ASSIGNMENT: Repeat the listing exactly, minus the pictures.

════════════════════

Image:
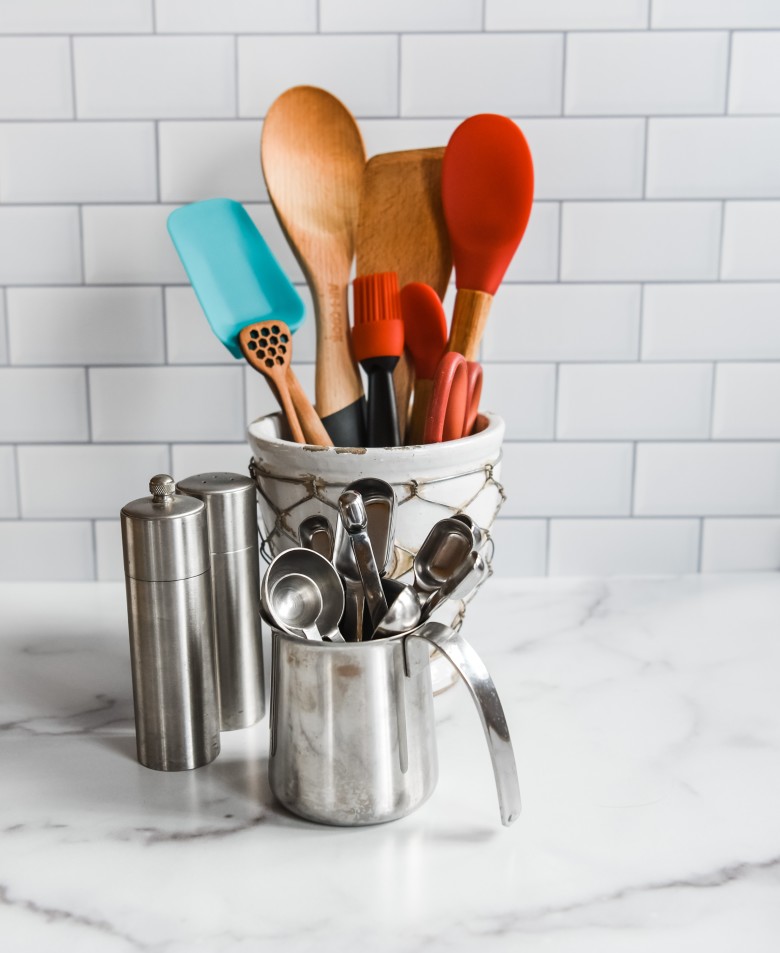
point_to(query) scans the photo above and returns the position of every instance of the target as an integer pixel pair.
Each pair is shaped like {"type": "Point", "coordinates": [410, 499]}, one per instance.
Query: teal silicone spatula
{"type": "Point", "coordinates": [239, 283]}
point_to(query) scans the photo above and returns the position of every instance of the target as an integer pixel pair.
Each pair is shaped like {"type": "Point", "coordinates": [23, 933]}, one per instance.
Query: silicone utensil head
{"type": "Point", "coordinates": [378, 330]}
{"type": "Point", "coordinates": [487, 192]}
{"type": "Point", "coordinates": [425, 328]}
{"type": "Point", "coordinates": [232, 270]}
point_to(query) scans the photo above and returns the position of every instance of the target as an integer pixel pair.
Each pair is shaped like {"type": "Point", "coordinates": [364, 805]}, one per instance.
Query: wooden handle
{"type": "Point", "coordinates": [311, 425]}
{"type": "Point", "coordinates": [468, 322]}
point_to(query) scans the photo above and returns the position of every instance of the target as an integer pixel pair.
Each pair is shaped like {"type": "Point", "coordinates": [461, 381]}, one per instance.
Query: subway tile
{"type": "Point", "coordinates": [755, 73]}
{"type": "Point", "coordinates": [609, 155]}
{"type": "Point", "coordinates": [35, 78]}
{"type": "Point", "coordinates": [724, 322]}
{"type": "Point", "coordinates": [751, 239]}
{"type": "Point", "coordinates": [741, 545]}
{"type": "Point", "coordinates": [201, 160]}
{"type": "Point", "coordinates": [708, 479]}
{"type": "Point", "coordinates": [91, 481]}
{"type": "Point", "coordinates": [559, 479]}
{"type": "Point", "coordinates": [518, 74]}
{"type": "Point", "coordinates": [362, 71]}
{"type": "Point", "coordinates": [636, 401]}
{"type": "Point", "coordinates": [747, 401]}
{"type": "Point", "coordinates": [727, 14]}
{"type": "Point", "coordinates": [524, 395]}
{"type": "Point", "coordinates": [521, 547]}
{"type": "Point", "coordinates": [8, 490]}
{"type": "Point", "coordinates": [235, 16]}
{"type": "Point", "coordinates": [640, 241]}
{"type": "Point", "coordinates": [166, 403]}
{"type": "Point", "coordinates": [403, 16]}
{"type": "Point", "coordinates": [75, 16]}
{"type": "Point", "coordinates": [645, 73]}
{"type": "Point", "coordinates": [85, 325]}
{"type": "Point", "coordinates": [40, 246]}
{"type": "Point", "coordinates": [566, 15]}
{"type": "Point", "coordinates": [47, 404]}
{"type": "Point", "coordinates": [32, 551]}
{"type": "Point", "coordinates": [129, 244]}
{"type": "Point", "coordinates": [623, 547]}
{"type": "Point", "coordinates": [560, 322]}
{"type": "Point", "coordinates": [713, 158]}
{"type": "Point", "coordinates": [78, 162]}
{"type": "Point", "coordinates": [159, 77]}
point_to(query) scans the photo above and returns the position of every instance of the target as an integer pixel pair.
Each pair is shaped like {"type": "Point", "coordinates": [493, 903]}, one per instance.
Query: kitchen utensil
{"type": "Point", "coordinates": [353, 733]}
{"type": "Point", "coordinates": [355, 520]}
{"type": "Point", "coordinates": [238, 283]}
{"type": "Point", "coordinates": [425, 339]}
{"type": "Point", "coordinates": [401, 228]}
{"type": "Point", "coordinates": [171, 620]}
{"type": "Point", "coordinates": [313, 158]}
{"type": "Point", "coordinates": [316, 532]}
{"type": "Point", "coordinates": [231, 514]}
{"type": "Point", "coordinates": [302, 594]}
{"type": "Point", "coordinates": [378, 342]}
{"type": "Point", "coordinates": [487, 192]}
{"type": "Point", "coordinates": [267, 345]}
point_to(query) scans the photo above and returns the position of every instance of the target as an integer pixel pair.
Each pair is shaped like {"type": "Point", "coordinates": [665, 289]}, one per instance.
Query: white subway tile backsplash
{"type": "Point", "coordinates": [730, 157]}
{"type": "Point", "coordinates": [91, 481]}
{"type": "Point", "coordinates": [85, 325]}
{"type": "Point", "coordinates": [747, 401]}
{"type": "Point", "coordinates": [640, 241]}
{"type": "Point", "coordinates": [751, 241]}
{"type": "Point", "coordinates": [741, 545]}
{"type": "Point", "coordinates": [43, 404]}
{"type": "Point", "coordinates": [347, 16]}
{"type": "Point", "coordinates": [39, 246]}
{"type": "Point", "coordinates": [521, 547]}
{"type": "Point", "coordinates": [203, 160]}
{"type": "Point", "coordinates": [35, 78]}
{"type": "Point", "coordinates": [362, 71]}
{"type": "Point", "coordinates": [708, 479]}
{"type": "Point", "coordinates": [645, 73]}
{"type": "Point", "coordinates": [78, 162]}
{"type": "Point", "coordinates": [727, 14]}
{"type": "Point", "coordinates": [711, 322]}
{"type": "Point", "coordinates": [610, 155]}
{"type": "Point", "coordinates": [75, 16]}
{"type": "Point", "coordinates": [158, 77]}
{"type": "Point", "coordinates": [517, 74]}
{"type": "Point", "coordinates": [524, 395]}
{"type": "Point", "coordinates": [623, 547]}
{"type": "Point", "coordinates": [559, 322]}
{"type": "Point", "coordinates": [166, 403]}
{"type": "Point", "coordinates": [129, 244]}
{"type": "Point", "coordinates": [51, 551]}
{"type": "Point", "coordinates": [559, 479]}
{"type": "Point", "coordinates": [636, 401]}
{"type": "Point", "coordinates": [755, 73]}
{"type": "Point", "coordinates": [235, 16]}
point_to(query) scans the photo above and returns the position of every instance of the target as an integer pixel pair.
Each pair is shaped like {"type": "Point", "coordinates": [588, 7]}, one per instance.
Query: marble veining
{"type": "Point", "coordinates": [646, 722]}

════════════════════

EXPECTED ANSWER:
Image:
point_to(query) scans the photo above and returns the position of every instance of the target as an integer pixel pair.
Each pair is shaped like {"type": "Point", "coordinates": [410, 499]}, one per instance.
Query: teal silicone spatula
{"type": "Point", "coordinates": [239, 283]}
point_to(query) scans the photo above and returns the position of every instance of the target as an integer pixel pair.
Each pair is shaped like {"type": "Point", "coordinates": [23, 933]}, one per instance.
Query: silicone utensil head
{"type": "Point", "coordinates": [378, 330]}
{"type": "Point", "coordinates": [487, 192]}
{"type": "Point", "coordinates": [425, 328]}
{"type": "Point", "coordinates": [232, 270]}
point_to(query) scans the photo above and returns the position of every instance of the target as an integer pixel pair.
Each pair is shaped like {"type": "Point", "coordinates": [364, 805]}, one per instance.
Query: wooden handle
{"type": "Point", "coordinates": [311, 425]}
{"type": "Point", "coordinates": [468, 322]}
point_to(query) scans the photo above and returns the position of every instance of the target as an integer pixel pair.
Each pair is shaped like {"type": "Point", "coordinates": [461, 381]}, one per instance.
Query: subway tile
{"type": "Point", "coordinates": [755, 73]}
{"type": "Point", "coordinates": [609, 155]}
{"type": "Point", "coordinates": [35, 78]}
{"type": "Point", "coordinates": [724, 322]}
{"type": "Point", "coordinates": [751, 239]}
{"type": "Point", "coordinates": [741, 545]}
{"type": "Point", "coordinates": [201, 160]}
{"type": "Point", "coordinates": [708, 479]}
{"type": "Point", "coordinates": [91, 481]}
{"type": "Point", "coordinates": [559, 479]}
{"type": "Point", "coordinates": [518, 74]}
{"type": "Point", "coordinates": [362, 71]}
{"type": "Point", "coordinates": [636, 401]}
{"type": "Point", "coordinates": [747, 401]}
{"type": "Point", "coordinates": [727, 14]}
{"type": "Point", "coordinates": [524, 395]}
{"type": "Point", "coordinates": [521, 547]}
{"type": "Point", "coordinates": [8, 490]}
{"type": "Point", "coordinates": [235, 16]}
{"type": "Point", "coordinates": [640, 241]}
{"type": "Point", "coordinates": [166, 403]}
{"type": "Point", "coordinates": [403, 16]}
{"type": "Point", "coordinates": [75, 16]}
{"type": "Point", "coordinates": [645, 73]}
{"type": "Point", "coordinates": [85, 325]}
{"type": "Point", "coordinates": [40, 246]}
{"type": "Point", "coordinates": [566, 15]}
{"type": "Point", "coordinates": [47, 404]}
{"type": "Point", "coordinates": [32, 551]}
{"type": "Point", "coordinates": [129, 244]}
{"type": "Point", "coordinates": [623, 547]}
{"type": "Point", "coordinates": [560, 322]}
{"type": "Point", "coordinates": [713, 158]}
{"type": "Point", "coordinates": [78, 162]}
{"type": "Point", "coordinates": [159, 77]}
point_to(query) scans the photo above and returns the position of every instance of the target as an integer pixel pair.
Each pair is shaped like {"type": "Point", "coordinates": [493, 903]}, one per instance.
Query: kitchen utensil
{"type": "Point", "coordinates": [353, 733]}
{"type": "Point", "coordinates": [355, 520]}
{"type": "Point", "coordinates": [238, 283]}
{"type": "Point", "coordinates": [425, 339]}
{"type": "Point", "coordinates": [401, 228]}
{"type": "Point", "coordinates": [171, 620]}
{"type": "Point", "coordinates": [313, 158]}
{"type": "Point", "coordinates": [316, 532]}
{"type": "Point", "coordinates": [231, 514]}
{"type": "Point", "coordinates": [302, 594]}
{"type": "Point", "coordinates": [378, 342]}
{"type": "Point", "coordinates": [487, 192]}
{"type": "Point", "coordinates": [267, 345]}
point_to(query) scans the photo above and returns the position of every instance of the target as an integer pixel pair.
Each pair is shaped like {"type": "Point", "coordinates": [665, 289]}, one per instance.
Query: white subway tile backsplash
{"type": "Point", "coordinates": [730, 157]}
{"type": "Point", "coordinates": [91, 481]}
{"type": "Point", "coordinates": [85, 325]}
{"type": "Point", "coordinates": [747, 401]}
{"type": "Point", "coordinates": [640, 241]}
{"type": "Point", "coordinates": [751, 241]}
{"type": "Point", "coordinates": [741, 545]}
{"type": "Point", "coordinates": [43, 404]}
{"type": "Point", "coordinates": [347, 16]}
{"type": "Point", "coordinates": [39, 246]}
{"type": "Point", "coordinates": [521, 547]}
{"type": "Point", "coordinates": [203, 160]}
{"type": "Point", "coordinates": [35, 78]}
{"type": "Point", "coordinates": [362, 71]}
{"type": "Point", "coordinates": [708, 479]}
{"type": "Point", "coordinates": [645, 73]}
{"type": "Point", "coordinates": [78, 162]}
{"type": "Point", "coordinates": [727, 14]}
{"type": "Point", "coordinates": [711, 322]}
{"type": "Point", "coordinates": [610, 155]}
{"type": "Point", "coordinates": [75, 16]}
{"type": "Point", "coordinates": [158, 77]}
{"type": "Point", "coordinates": [517, 74]}
{"type": "Point", "coordinates": [524, 395]}
{"type": "Point", "coordinates": [623, 547]}
{"type": "Point", "coordinates": [559, 322]}
{"type": "Point", "coordinates": [166, 403]}
{"type": "Point", "coordinates": [129, 244]}
{"type": "Point", "coordinates": [51, 551]}
{"type": "Point", "coordinates": [559, 479]}
{"type": "Point", "coordinates": [636, 401]}
{"type": "Point", "coordinates": [755, 73]}
{"type": "Point", "coordinates": [235, 16]}
point_to(query) scans the photo above and returns the position of every instance of the target as an integer pixel pair.
Each pair is shaped like {"type": "Point", "coordinates": [588, 7]}, one per instance.
Query: marble veining
{"type": "Point", "coordinates": [646, 722]}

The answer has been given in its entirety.